Extracted text.
Segment Open

Can I use my microwave oven for canning? And how about blanching?
Canning: Neither microwave nor regular ovens are recommended for canning. A canning kettle with a rack, used on top of your range, will ensure the high and consistent heat necessary for safe canning.
Blanching: Blanching is required for most vegetables prior to freezing. It means immersing in boiling water for a specified time, then quickly cooling and draining dry to destroy enzymes, some bacteria, or to loosen skins.
You can blanch up to four cups or one pound (500 grams) of produce in your microwave oven (see below). While one batch cooks, you can be preparing the next.
Home gardeners can pick, blanch and freeze their produce in small batches as soon as it reaches its tender peak of perfection.
Very small quantities – not more than two cups – can be cooked in a plastic colander set in a casserole. This is very useful for small vegetables, like peas or corn cut off the cob, which can be cooked, plunged into ice-water, and drained with no handling at all. Stir while chilling, to ensure a complete and even effect.
Loose pack freezing: “Loose pack” frozen vegetables defrost more quickly and evenly, and are also more practical – there is no need to defrost a large quantity when you only need a little. Spread dried, blanched vegetables on a cookie sheet and freeze until solid. Bag immediately, drawing out extra air before returning it to the freezer.
A la Carte, the Panasonic newsletter, recently printed an excellent summary of microwave blanching information, and we have been given permission to pass it on to you. It is a compilation of information from many microwave cookbooks and pamphlets.

Segment Closed

Material provided.
Segment Open

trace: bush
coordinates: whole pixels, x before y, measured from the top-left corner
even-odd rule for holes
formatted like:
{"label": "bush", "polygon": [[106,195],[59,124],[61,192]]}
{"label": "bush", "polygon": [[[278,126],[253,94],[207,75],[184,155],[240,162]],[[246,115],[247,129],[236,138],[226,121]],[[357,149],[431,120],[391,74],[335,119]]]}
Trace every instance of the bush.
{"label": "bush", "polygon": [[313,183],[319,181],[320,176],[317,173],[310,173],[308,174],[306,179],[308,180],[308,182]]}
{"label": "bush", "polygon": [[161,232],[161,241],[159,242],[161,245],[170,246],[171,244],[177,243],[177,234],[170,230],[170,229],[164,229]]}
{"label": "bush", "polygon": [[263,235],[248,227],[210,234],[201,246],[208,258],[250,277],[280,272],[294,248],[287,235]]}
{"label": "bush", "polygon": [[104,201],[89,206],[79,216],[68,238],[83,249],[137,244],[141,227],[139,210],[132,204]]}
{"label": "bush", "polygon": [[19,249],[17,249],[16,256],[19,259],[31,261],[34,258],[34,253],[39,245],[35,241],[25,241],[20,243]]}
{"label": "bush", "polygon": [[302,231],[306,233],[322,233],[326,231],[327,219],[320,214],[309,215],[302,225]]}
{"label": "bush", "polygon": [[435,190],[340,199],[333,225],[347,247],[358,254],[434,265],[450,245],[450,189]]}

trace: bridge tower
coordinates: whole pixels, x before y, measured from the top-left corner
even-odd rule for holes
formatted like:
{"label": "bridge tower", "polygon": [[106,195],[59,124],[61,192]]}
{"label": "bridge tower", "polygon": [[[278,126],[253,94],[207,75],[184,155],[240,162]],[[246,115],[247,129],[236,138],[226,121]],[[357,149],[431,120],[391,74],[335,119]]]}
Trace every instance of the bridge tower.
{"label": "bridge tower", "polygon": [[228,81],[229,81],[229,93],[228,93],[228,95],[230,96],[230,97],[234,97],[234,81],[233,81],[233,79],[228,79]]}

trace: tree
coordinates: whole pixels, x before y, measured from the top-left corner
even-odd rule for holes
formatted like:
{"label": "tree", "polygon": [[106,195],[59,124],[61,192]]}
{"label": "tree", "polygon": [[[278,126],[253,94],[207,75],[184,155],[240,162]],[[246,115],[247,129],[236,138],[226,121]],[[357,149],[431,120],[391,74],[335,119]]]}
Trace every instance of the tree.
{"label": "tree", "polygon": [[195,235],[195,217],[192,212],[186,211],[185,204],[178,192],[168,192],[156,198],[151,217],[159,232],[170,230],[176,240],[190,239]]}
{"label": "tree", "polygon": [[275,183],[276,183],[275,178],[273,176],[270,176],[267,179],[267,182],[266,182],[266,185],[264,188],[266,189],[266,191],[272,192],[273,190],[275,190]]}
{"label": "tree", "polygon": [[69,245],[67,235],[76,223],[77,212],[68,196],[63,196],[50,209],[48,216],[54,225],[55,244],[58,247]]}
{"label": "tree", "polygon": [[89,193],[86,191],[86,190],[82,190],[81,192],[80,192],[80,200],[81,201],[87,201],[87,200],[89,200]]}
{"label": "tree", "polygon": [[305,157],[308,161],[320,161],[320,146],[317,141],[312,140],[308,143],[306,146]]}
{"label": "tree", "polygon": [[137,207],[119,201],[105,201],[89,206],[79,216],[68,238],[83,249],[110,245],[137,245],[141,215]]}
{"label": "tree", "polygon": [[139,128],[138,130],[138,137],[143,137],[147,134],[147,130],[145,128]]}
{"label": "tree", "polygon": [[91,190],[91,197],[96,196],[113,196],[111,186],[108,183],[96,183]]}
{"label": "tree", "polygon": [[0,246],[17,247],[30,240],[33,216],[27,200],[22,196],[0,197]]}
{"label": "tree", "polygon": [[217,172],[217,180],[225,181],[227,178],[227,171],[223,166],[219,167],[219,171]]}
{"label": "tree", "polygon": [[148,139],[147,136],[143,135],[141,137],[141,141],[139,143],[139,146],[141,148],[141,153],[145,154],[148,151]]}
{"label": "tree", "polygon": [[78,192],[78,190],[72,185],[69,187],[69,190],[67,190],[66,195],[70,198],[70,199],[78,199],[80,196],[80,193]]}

Segment Closed

Task item A.
What is the most produce the text on microwave canning and blanching says can be blanched at once in a microwave oven?
Task item B.
List every purpose of blanching that the text on microwave canning and blanching gives.
The records have nothing to do with the text on microwave canning and blanching.

Exercise solution A.
Up to four cups or one pound (500 grams).

Exercise solution B.
To destroy enzymes, to destroy some bacteria, and to loosen skins.